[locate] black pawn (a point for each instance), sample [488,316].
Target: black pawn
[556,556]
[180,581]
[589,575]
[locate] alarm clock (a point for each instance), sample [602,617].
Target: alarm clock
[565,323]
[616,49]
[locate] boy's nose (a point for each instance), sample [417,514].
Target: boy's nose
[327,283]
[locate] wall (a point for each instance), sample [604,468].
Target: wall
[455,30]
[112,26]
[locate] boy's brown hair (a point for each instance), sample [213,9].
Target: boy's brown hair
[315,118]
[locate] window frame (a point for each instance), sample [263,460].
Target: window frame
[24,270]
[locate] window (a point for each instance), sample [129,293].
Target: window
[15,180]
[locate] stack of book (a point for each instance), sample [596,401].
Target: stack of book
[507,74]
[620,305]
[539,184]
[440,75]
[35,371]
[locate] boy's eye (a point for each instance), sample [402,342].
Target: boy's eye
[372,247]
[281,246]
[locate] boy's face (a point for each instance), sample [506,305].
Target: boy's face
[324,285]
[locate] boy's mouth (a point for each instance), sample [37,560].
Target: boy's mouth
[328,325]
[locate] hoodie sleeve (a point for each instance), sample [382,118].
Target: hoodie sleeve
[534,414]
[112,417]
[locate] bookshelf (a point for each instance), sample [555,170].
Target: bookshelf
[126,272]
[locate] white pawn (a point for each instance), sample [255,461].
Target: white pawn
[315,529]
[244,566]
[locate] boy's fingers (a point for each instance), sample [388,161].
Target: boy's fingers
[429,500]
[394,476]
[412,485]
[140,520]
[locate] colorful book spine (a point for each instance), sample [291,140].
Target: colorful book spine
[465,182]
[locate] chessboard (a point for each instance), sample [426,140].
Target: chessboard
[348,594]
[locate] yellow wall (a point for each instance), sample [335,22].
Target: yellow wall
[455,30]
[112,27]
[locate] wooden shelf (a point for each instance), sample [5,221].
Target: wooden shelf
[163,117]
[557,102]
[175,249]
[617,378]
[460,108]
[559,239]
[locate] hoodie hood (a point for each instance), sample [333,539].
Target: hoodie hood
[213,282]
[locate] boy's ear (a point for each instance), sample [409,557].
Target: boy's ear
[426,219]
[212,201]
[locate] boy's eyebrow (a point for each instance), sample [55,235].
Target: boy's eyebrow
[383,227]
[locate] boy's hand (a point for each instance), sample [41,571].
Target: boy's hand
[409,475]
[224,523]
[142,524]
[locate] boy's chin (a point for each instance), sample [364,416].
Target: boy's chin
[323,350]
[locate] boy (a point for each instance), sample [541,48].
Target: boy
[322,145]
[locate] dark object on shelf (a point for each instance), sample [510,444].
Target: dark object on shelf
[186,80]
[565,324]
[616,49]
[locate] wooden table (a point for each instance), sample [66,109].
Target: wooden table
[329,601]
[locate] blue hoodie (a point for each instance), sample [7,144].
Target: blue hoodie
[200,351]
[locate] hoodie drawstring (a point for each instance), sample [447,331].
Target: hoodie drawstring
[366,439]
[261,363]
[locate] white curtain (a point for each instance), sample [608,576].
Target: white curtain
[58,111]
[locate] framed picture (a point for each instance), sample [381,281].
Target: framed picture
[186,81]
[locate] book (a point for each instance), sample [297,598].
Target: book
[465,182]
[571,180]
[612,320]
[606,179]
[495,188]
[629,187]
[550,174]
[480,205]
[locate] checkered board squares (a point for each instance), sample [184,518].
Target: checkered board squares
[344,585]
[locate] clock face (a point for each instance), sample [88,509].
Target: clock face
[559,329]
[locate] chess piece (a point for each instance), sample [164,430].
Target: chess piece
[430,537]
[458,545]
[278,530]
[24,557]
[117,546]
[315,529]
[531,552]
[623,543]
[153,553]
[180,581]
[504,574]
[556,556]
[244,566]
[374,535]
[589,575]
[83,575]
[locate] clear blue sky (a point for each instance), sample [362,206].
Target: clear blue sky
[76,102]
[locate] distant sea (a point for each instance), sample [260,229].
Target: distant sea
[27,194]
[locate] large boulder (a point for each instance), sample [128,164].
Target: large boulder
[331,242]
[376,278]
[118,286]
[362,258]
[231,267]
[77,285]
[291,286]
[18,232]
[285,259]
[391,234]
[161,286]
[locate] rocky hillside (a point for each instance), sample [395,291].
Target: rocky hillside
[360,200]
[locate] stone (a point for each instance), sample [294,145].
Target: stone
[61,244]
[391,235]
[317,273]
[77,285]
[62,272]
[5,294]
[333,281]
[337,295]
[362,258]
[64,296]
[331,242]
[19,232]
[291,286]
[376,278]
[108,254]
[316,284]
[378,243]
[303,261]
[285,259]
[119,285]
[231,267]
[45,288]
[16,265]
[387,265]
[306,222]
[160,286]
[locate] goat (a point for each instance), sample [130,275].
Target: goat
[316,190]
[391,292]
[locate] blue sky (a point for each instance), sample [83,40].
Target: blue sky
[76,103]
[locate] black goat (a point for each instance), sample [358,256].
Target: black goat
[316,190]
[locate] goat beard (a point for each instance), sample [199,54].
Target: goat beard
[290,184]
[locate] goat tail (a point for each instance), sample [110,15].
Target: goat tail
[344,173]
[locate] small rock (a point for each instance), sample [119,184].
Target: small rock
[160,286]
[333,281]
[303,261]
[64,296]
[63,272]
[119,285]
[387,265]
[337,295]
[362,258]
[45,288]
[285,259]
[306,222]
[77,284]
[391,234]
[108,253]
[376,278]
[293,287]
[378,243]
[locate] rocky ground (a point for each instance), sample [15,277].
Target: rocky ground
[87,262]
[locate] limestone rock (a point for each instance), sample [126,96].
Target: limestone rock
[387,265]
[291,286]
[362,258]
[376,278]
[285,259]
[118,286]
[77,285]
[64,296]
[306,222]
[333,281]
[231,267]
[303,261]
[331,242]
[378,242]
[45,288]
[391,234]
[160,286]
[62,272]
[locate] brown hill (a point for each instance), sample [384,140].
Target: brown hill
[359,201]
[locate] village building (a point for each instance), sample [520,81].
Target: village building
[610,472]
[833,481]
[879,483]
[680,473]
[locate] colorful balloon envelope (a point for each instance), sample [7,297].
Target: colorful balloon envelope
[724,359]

——

* **STATED GOAL**:
Output every entry shown above, exactly.

* **FINAL RESULT**:
[locate] black pawn (a point for each instance), sample [488,316].
Target: black pawn
[556,556]
[180,581]
[589,575]
[locate] alarm clock (a point for each instance), sample [602,617].
Target: alarm clock
[565,323]
[616,49]
[locate] boy's nose (a point for each instance), sample [417,514].
Target: boy's nose
[327,283]
[locate] wall (a point for each instance), sample [604,468].
Target: wall
[455,30]
[112,26]
[locate] boy's brown hair (a point for each instance), sample [213,9].
Target: boy's brown hair
[315,118]
[locate] window frame (a point for each instance), sample [263,460].
Target: window frame
[24,270]
[locate] window (a point for each instance), sample [129,293].
Target: window
[15,180]
[locate] stack of book (a point for each instance), sample [596,401].
Target: stack of book
[507,74]
[620,305]
[539,184]
[440,75]
[35,371]
[locate] boy's eye (a point for each instance), sample [402,342].
Target: boy's eye
[372,247]
[281,246]
[locate] boy's face (a point for each instance), sample [506,305].
Target: boy's face
[324,285]
[locate] boy's mouth (a point for each instance), sample [37,560].
Target: boy's mouth
[328,325]
[locate] hoodie sleeve (a point for each instance), sample [382,118].
Target: hoodie sleeve
[534,414]
[112,417]
[locate] bookshelf (a point for each instance), sample [555,170].
Target: bookshelf
[126,272]
[locate] white pawn (a point for each instance), sample [255,461].
Target: white pawn
[315,529]
[244,566]
[locate] boy's fingers (a point for each instance), sample [388,161].
Target: boy's fingers
[429,500]
[394,476]
[412,485]
[140,520]
[locate] colorful book spine (a point for each instance), sample [291,140].
Target: colorful book spine
[465,182]
[locate] chessboard (a point for each instance), sample [426,140].
Target: chessboard
[348,594]
[locate] yellow wall (a point for each instance), sample [335,22].
Target: yellow wall
[455,30]
[112,27]
[locate] wooden shelf (a point for each instance), sample [5,221].
Target: wooden shelf
[163,117]
[557,102]
[175,249]
[617,378]
[460,108]
[559,239]
[locate] hoodie hood (a point for each instance), sample [333,539].
Target: hoodie hood
[213,282]
[locate] boy's ear (a point for each instance), sample [409,557].
Target: boy's ear
[426,219]
[212,201]
[locate] boy's eyebrow (a point for each instance), sample [55,235].
Target: boy's eyebrow
[383,227]
[locate] boy's hand (a point for each instance), sample [41,571].
Target: boy's hand
[409,475]
[224,523]
[142,524]
[locate] boy's chin (a point for each instance), sample [364,416].
Target: boy's chin
[323,350]
[locate] boy (a point for each instance), sample [541,48].
Target: boy
[322,145]
[locate] dark object on shelf (a point for each instance), sample [510,444].
Target: dark object on shelf
[186,80]
[565,324]
[616,49]
[locate] wooden table (a point for each instance), sample [66,109].
Target: wooden table
[329,601]
[locate] blue hoodie (a point for each instance), sample [7,144].
Target: blue hoodie
[200,351]
[locate] hoodie drawstring (a point for each instance), sample [447,331].
Target: hoodie drawstring
[366,439]
[261,363]
[locate] white curtain (a point for each instance), sample [608,576].
Target: white curtain
[58,111]
[locate] framed picture (a point for each instance), sample [381,281].
Target: framed picture
[186,81]
[locate] book (a point for each instance), sample [297,598].
Target: book
[465,182]
[571,180]
[612,320]
[606,179]
[495,188]
[629,187]
[550,174]
[480,205]
[locate] checkered board squares (a point for each instance), sample [184,518].
Target: checkered board squares
[344,585]
[locate] clock face (a point for each instance), sample [88,509].
Target: clock face
[559,329]
[locate] chess piece (a point for each instance), sample [164,430].
Target: chess piece
[430,537]
[458,545]
[278,530]
[24,557]
[117,546]
[315,529]
[531,552]
[623,543]
[153,553]
[180,581]
[504,574]
[556,556]
[244,566]
[374,535]
[589,575]
[83,575]
[locate] clear blue sky (a point for each instance), sample [362,206].
Target: clear blue sky
[76,102]
[locate] distant sea (a point for each instance), sample [260,229].
Target: distant sea
[27,194]
[locate] large boulder (a point for each instance), sample [128,164].
Target: large boulder
[331,242]
[376,278]
[118,286]
[362,258]
[231,267]
[77,285]
[291,286]
[18,232]
[285,259]
[391,234]
[161,286]
[locate] rocky hillside (a point for each instance), sample [395,291].
Target: rocky hillside
[360,200]
[locate] stone (a point for each instance), sample [294,145].
Target: stone
[61,244]
[391,235]
[317,273]
[77,285]
[62,272]
[5,294]
[333,281]
[337,295]
[362,258]
[64,296]
[331,242]
[19,232]
[291,286]
[376,278]
[108,254]
[316,284]
[378,243]
[303,261]
[285,259]
[119,285]
[231,267]
[45,288]
[16,265]
[387,265]
[306,222]
[160,286]
[locate] goat (a point for each instance), sample [130,275].
Target: goat
[316,190]
[391,292]
[locate] blue sky (a point for each instance), sample [83,40].
Target: blue sky
[76,103]
[locate] black goat (a point for each instance), sample [358,256].
Target: black goat
[316,190]
[locate] goat beard (a point for each instance), sample [199,54].
Target: goat beard
[290,184]
[locate] goat tail (a point for each instance), sample [110,15].
Target: goat tail
[344,173]
[locate] small rock (a point for each instance), sample [119,184].
Target: small rock
[160,286]
[333,281]
[303,261]
[64,296]
[63,272]
[119,285]
[387,265]
[337,295]
[362,258]
[45,288]
[285,259]
[306,222]
[77,284]
[391,234]
[108,253]
[376,278]
[293,287]
[378,243]
[locate] rocky ground (a point for each instance), sample [15,277].
Target: rocky ground
[87,262]
[locate] limestone rock (a point for each instance), sample [126,96].
Target: limestone rock
[387,265]
[291,286]
[362,258]
[376,278]
[285,259]
[118,286]
[77,285]
[64,296]
[306,222]
[333,281]
[231,267]
[303,261]
[331,242]
[378,242]
[45,288]
[391,234]
[160,286]
[62,272]
[locate] brown hill (a point for each instance), sample [384,140].
Target: brown hill
[359,201]
[locate] village building (a point for each instance), sample [520,81].
Target: village building
[610,472]
[833,481]
[879,483]
[680,473]
[locate] colorful balloon envelope (a point for each instance), sample [7,297].
Target: colorful balloon envelope
[724,359]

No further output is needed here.